* _Task to carry out_
Display every line of the items below that contains the string "building". Case matters.

* _Entries shown_
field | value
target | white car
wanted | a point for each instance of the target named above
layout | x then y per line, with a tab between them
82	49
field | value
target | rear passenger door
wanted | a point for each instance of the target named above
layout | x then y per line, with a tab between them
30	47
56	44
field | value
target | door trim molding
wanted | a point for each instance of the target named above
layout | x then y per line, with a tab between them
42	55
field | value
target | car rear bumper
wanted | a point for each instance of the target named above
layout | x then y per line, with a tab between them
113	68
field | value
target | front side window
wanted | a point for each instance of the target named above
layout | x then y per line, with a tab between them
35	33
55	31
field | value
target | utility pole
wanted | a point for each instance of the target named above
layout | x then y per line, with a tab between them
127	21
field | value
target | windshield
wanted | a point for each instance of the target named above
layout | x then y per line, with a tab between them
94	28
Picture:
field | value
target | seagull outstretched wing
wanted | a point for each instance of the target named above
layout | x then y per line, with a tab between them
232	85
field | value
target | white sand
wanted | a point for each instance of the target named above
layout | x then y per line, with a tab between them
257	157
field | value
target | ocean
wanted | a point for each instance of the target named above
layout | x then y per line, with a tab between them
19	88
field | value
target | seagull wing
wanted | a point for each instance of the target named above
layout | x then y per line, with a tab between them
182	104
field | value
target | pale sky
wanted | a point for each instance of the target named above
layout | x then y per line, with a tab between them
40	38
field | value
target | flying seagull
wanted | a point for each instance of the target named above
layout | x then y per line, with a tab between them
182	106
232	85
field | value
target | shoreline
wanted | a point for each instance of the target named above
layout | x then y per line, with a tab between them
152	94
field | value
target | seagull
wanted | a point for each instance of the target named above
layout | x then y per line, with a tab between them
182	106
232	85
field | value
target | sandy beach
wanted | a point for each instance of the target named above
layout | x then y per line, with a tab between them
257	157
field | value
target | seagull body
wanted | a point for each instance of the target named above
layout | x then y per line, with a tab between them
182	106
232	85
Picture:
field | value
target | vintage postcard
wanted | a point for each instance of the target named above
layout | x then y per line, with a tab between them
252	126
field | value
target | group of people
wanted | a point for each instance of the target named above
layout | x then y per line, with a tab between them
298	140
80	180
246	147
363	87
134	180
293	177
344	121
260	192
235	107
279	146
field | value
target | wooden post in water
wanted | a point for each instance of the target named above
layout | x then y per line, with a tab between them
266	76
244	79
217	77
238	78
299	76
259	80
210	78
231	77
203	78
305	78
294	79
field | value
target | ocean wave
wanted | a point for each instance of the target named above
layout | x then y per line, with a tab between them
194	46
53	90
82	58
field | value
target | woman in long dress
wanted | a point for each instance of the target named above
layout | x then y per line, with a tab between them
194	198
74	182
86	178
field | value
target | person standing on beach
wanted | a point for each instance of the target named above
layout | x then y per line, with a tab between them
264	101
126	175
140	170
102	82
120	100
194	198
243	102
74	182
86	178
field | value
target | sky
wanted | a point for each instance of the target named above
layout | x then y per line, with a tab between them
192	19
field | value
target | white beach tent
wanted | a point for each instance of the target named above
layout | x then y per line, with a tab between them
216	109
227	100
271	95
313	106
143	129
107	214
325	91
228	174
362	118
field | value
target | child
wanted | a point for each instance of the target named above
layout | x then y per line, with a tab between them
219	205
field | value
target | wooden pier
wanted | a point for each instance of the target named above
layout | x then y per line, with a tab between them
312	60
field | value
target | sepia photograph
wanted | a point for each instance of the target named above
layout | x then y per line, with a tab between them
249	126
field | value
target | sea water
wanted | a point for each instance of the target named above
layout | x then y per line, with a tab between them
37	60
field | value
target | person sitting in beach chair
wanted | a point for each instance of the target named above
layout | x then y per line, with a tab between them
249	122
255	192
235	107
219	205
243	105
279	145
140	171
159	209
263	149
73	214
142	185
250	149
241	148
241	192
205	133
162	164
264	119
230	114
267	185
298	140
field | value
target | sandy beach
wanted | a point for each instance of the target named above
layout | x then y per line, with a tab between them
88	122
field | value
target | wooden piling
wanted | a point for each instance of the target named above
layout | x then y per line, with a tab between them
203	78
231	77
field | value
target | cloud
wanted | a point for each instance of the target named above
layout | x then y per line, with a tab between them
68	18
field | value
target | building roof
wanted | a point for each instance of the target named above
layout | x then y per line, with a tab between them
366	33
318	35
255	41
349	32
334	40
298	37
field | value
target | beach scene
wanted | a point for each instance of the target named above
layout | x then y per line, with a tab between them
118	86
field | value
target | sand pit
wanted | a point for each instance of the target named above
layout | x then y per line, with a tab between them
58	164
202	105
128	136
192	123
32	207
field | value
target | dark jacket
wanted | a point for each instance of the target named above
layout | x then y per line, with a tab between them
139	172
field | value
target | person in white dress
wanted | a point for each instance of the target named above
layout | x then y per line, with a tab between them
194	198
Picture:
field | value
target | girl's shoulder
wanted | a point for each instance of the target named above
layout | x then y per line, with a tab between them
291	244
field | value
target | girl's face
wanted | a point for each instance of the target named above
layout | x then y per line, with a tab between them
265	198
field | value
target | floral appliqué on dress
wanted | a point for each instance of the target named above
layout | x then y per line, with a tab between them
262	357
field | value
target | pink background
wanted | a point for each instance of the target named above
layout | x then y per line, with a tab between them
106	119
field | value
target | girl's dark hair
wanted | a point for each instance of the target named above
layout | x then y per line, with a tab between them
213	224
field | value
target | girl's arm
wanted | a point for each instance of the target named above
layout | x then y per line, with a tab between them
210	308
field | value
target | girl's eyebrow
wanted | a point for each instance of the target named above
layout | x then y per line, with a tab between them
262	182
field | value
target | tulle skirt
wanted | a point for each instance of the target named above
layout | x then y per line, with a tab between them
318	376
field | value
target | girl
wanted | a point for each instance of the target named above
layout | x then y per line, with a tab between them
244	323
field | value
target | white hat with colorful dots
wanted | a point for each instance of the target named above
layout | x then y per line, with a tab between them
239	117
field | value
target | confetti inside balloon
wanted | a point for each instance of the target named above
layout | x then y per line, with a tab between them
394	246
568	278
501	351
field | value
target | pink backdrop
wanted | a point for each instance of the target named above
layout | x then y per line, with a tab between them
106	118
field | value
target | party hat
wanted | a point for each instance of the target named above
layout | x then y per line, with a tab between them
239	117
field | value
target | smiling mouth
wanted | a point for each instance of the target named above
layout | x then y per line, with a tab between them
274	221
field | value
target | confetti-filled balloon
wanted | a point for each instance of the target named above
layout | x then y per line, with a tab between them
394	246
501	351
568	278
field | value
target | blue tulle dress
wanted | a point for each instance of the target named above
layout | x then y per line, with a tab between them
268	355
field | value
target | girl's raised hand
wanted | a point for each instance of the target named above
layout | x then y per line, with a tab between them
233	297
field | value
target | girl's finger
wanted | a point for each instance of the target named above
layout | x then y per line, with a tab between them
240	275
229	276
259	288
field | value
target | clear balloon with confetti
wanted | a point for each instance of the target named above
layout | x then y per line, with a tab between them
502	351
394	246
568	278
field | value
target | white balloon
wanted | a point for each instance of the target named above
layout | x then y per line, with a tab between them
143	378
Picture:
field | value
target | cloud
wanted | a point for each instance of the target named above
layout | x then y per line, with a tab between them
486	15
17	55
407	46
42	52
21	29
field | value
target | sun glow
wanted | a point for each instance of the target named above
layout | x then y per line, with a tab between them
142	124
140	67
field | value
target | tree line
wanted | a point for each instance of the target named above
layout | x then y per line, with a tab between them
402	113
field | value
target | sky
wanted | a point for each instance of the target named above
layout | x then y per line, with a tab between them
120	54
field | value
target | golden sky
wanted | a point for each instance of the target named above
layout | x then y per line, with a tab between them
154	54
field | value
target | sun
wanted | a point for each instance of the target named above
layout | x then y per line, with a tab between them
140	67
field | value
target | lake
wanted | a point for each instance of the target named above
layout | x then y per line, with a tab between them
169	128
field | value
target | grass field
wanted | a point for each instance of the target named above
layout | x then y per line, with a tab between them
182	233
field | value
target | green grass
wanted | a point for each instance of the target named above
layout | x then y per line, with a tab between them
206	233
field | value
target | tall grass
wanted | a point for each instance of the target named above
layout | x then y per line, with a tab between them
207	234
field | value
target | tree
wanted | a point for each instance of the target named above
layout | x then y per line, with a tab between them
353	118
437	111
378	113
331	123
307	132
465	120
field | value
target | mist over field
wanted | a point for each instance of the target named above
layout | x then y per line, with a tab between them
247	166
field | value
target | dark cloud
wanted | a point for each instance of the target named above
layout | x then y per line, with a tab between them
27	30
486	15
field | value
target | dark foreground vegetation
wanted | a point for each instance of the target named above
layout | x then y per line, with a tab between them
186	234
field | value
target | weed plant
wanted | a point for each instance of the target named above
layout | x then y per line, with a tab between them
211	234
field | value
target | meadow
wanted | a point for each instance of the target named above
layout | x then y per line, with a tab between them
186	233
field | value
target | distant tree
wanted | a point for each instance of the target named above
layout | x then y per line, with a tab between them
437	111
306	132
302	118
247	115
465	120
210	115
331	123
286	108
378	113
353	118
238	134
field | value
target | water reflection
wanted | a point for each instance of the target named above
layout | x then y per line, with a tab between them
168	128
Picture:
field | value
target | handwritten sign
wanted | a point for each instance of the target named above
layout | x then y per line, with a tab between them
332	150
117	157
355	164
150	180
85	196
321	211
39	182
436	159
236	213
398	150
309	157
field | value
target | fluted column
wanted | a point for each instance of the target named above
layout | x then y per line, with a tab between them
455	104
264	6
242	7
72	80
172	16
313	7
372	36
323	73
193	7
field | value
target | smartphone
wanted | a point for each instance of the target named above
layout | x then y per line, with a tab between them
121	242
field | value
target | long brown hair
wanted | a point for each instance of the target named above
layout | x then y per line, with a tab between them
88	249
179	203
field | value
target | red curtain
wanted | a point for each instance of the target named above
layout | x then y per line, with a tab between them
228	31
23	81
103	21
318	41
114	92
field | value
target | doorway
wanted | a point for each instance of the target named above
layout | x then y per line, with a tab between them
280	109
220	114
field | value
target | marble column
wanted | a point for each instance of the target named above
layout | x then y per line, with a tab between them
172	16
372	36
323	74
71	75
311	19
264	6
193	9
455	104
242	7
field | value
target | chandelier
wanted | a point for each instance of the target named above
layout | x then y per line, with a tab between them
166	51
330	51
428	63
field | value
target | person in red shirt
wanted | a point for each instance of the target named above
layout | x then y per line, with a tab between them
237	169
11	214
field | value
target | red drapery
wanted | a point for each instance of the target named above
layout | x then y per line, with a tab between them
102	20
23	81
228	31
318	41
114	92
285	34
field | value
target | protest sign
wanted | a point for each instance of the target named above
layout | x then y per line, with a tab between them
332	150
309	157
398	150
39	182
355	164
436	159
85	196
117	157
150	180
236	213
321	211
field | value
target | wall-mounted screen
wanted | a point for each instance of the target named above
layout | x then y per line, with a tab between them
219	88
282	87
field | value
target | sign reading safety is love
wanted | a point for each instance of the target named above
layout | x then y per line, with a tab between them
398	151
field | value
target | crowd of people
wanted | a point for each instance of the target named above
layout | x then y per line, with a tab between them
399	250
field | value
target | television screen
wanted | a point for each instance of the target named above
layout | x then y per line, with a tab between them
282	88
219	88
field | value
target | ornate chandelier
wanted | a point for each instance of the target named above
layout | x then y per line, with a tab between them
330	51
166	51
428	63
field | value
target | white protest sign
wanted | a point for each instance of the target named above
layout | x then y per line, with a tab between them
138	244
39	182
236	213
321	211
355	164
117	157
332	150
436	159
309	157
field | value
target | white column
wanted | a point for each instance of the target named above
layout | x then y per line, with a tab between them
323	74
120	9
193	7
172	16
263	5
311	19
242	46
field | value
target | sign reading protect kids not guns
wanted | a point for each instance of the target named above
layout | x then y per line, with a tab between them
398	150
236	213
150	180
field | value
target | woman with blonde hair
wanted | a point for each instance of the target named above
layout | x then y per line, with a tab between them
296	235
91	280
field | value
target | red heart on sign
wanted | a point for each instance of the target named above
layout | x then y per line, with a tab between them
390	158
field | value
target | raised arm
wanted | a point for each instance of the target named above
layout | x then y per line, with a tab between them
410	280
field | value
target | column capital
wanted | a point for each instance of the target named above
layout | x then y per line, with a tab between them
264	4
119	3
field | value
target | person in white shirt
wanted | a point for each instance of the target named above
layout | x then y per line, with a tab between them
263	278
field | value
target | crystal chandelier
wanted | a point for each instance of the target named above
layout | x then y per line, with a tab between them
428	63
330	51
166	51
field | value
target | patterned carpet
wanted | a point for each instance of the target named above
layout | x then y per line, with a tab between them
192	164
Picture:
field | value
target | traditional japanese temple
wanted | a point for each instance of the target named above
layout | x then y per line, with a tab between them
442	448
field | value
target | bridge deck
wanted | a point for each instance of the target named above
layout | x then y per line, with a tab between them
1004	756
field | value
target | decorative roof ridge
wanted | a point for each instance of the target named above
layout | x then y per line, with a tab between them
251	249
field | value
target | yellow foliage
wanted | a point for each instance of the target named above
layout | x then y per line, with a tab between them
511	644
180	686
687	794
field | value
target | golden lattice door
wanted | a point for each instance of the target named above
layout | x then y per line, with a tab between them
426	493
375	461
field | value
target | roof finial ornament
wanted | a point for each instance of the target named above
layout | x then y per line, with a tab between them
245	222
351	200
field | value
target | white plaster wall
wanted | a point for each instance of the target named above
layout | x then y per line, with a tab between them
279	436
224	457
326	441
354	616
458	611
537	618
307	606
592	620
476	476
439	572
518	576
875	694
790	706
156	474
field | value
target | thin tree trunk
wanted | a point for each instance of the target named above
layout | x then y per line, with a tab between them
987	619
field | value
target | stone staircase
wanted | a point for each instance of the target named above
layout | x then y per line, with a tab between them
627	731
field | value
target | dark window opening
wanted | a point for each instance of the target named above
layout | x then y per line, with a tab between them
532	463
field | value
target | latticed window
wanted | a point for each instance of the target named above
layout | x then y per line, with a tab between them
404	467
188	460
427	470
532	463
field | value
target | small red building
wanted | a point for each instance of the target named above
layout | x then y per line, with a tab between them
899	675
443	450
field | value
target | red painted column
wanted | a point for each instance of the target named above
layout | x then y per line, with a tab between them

* _Expected output_
target | building roof
target | small red building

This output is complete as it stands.